**FRAGMENTO DEL DOCUMENTO:**
# # # #
Si usted no cree que haya un conejo en la Luna, pues salga al exterior en una noche de plenilunio y observe las sombras que se forman en la superficie del satélite terrestre. Ahí podrá ver la figura de aquel pobre conejo que se estrelló en la Luna. Y si no lo encuentra, pues sea paciente, pues pueblos tan lejanos geográficamente como el indio, el tibetano, el chino, el japonés, algunos africanos y los aztecas lo vieron claramente.

Por supuesto hay algunos que no están de acuerdo, como los antiguos nórdicos quienes veían en aquellas mismas regiones a los hermanos Hjúki y Bil, leyenda que quizás sea el origen del mito anglosajón del Hombre de la Luna. Otras sociedades han visto toda clase de animales raros en las sombras de la Luna, incluyendo escarabajos, arañas, serpientes y leones, y algunos románticos ven un beso. Por su parte nuestros antepasados, que fueron profundamente católicos, como mi abuelita, veían en nuestro satélite natural la imagen de la “Huida de Egipto”, aquella de la Virgen y El Niño en sus brazos, montados en un burrito. También los niños personalizan los astros, y en las formas de los mares de la Luna suelen ver una cara humana.

Pero la Luna no es el único objeto cósmico que ha encendido nuestra imaginación, pues las constelaciones fueron mucho más atractivas para los pueblos antiguos, tal como lo comentó Carl Sagan en la serie Cosmos, cuando dijo que nuestros antepasados jugaban con las estrellas a “completar las figuras siguiendo los puntos”. De aquella manera, los antiguos babilonios encontraron doce figuras en el zodiaco, que dieron origen a nuestros signos astrológicos actuales, de las cuales la mayoría son de animales, tales como el carnero (Aries), el toro (Taurus), el cangrejo (Cáncer) y el león (Leo), mientras que el resto habla de conceptos tales como los gemelos (Géminis), la virgen (Virgo) y la balanza de la justicia (Libra). Estas figuras son tan clásicas, y están tan enraizadas en nuestra cultura, que nos parecen obvias, como si no hubiera otra interpretación. No obstante, la asignación de un grupo de puntos a una figura es completamente arbitraria, y pueblos distantes a la influencia babilónica, como los mayas, polinesios y chinos, encontraron figuras diferentes para las mismas agrupaciones estelares, como es el caso de aquella constelación del hemisferio norte que rota en torno a la estrella polar, la cual en Norteamérica se llama La Gran Cuchara, en Gran Bretaña El Arado, en Holanda El Sartén, en España se le conoce como El Carro o La Cacerola, y en la India como Los Siete Sabios. Nosotros no le tenemos nombre, simplemente porque La Gran Cuchara no es visible en el hemisferio sur.
# # # #
**PRUÉBALO:**
Copia de nuevo el pasaje del texto sobre las figuras en la Luna que empieza con las palabras "Si usted no" y termina con "lo vieron claramente.", y cambia "plenilunio" por "luna llena".
# # # #
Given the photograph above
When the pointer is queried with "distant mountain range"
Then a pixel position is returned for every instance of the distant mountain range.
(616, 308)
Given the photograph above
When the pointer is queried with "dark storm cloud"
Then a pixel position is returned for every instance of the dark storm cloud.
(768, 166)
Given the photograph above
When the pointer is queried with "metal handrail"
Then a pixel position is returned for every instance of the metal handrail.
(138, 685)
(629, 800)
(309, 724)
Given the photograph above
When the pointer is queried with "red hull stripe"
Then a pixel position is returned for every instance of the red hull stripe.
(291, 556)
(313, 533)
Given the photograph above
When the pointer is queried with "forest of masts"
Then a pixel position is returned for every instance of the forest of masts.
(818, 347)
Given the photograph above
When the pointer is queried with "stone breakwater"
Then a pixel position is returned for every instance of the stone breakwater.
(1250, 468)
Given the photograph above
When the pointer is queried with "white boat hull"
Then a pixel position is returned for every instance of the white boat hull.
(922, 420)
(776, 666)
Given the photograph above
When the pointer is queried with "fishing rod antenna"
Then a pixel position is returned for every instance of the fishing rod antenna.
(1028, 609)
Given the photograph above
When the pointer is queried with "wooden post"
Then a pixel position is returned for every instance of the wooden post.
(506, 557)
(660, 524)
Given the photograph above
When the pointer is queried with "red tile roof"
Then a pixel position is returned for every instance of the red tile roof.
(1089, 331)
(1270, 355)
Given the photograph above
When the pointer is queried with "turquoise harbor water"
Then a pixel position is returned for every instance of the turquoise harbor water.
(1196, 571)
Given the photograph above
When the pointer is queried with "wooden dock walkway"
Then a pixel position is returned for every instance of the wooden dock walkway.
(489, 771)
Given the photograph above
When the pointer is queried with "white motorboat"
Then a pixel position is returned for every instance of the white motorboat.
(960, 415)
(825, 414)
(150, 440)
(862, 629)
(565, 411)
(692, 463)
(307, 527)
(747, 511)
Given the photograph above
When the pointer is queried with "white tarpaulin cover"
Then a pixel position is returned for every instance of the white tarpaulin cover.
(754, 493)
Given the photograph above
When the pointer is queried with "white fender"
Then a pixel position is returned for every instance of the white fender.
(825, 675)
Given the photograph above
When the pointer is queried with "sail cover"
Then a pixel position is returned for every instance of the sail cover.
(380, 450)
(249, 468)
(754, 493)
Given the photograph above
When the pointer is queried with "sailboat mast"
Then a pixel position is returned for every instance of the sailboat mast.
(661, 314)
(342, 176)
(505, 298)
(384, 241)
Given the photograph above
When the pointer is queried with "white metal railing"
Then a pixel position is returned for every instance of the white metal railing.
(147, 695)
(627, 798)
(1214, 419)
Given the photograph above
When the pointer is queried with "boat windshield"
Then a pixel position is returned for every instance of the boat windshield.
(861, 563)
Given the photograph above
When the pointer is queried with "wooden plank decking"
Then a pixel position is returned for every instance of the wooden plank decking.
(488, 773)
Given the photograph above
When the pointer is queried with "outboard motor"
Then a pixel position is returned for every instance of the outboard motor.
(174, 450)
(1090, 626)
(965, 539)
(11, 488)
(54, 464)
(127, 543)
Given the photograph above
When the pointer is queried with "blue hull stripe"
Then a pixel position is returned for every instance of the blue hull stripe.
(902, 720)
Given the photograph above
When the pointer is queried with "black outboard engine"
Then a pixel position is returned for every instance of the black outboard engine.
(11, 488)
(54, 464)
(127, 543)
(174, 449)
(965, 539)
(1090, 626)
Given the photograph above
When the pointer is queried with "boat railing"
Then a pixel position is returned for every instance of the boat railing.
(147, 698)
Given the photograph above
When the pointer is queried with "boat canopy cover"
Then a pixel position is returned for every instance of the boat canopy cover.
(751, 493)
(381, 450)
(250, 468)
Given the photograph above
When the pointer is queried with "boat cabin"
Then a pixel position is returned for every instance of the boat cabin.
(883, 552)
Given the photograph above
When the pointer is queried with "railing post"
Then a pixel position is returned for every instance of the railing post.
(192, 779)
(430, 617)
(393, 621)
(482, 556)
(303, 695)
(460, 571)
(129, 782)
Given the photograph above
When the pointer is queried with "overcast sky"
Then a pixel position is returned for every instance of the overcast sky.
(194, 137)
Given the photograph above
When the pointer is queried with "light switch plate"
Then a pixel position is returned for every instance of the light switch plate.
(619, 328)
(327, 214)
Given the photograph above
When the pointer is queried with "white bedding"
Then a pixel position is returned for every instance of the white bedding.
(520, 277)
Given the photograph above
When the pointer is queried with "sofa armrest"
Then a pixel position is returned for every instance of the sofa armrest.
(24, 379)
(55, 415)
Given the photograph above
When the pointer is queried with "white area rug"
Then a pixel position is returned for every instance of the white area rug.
# # # #
**RESPUESTA ESCRITA:**
Si usted no cree que haya un conejo en la Luna, pues salga al exterior en una noche de luna llena y observe las sombras que se forman en la superficie del satélite terrestre. Ahí podrá ver la figura de aquel pobre conejo que se estrelló en la Luna. Y si no lo encuentra, pues sea paciente, pues pueblos tan lejanos geográficamente como el indio, el tibetano, el chino, el japonés, algunos africanos y los aztecas lo vieron claramente.